═══ Information shown
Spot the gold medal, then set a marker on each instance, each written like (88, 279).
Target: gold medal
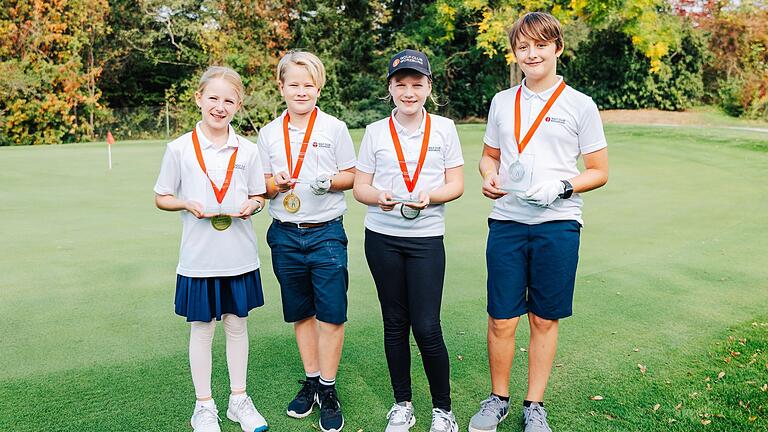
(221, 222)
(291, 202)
══════
═══ Information shown
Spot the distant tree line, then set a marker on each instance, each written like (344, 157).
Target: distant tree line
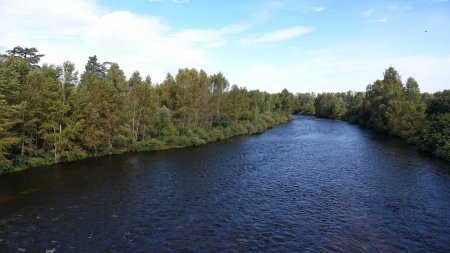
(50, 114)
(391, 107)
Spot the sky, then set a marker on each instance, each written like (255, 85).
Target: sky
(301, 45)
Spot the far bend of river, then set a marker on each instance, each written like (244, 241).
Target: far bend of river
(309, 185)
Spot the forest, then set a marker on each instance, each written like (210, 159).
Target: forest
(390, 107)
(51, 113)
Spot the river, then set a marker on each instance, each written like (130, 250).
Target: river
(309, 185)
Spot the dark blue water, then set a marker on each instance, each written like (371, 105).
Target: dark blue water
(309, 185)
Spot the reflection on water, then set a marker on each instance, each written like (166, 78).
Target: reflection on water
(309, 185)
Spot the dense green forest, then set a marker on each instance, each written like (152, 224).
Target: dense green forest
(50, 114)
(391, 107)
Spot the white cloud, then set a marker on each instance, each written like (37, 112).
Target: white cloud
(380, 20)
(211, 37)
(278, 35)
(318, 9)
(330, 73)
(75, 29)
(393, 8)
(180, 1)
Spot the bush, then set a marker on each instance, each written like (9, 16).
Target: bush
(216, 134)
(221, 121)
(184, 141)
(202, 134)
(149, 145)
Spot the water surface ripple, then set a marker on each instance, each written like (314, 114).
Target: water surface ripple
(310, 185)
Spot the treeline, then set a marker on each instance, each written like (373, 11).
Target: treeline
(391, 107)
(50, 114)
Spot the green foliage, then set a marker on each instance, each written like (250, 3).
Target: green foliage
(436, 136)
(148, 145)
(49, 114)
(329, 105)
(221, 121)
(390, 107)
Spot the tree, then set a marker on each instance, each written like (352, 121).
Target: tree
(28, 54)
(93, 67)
══════
═══ Information shown
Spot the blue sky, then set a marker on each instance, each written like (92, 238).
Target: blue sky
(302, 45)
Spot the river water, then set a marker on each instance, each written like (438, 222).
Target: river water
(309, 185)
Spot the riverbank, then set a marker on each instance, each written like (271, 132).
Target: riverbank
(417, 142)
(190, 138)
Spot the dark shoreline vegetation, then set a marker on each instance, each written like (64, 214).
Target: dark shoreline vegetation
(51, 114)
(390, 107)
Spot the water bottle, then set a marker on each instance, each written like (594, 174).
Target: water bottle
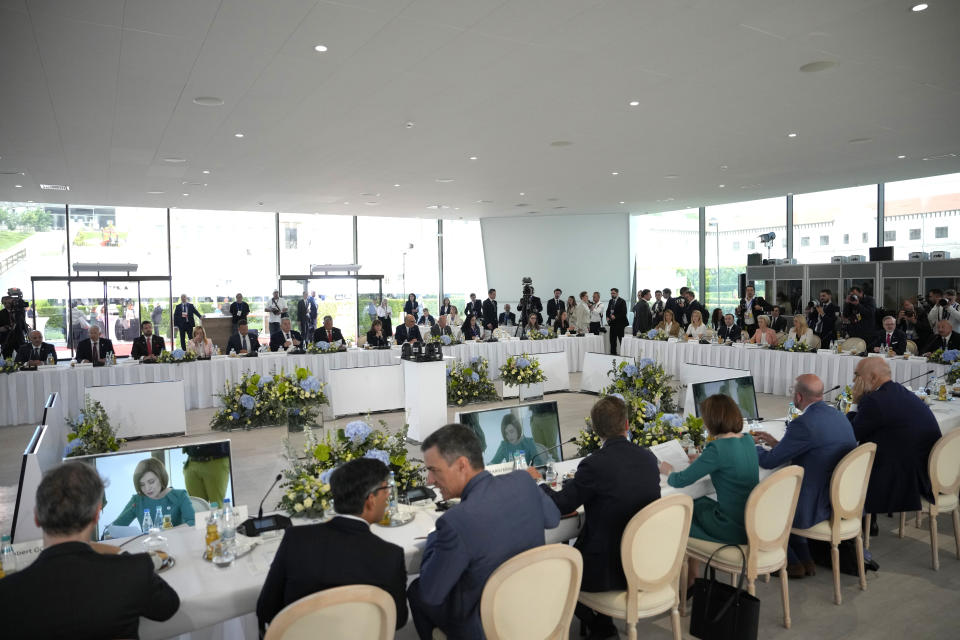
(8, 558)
══════
* Exercise description *
Return only the lines between the one holding "Spot the river water, then" and the one holding "Spot the water bottle, then", inclusive, exactly as they appear above.

* Answer to this exercise *
Spot the river water, then set a marker on each instance, each written like (438, 222).
Target: river water
(309, 185)
Spot the riverbank, then set a marker on each instance, each written like (271, 132).
Target: riverbank
(417, 142)
(190, 138)
Spot the dark shoreline vegetation, then set a marker on each instance, each written like (64, 214).
Target: dark shoreline vegetation
(51, 114)
(390, 107)
Spot the water bottle, then set a marker on each instance, each written like (594, 174).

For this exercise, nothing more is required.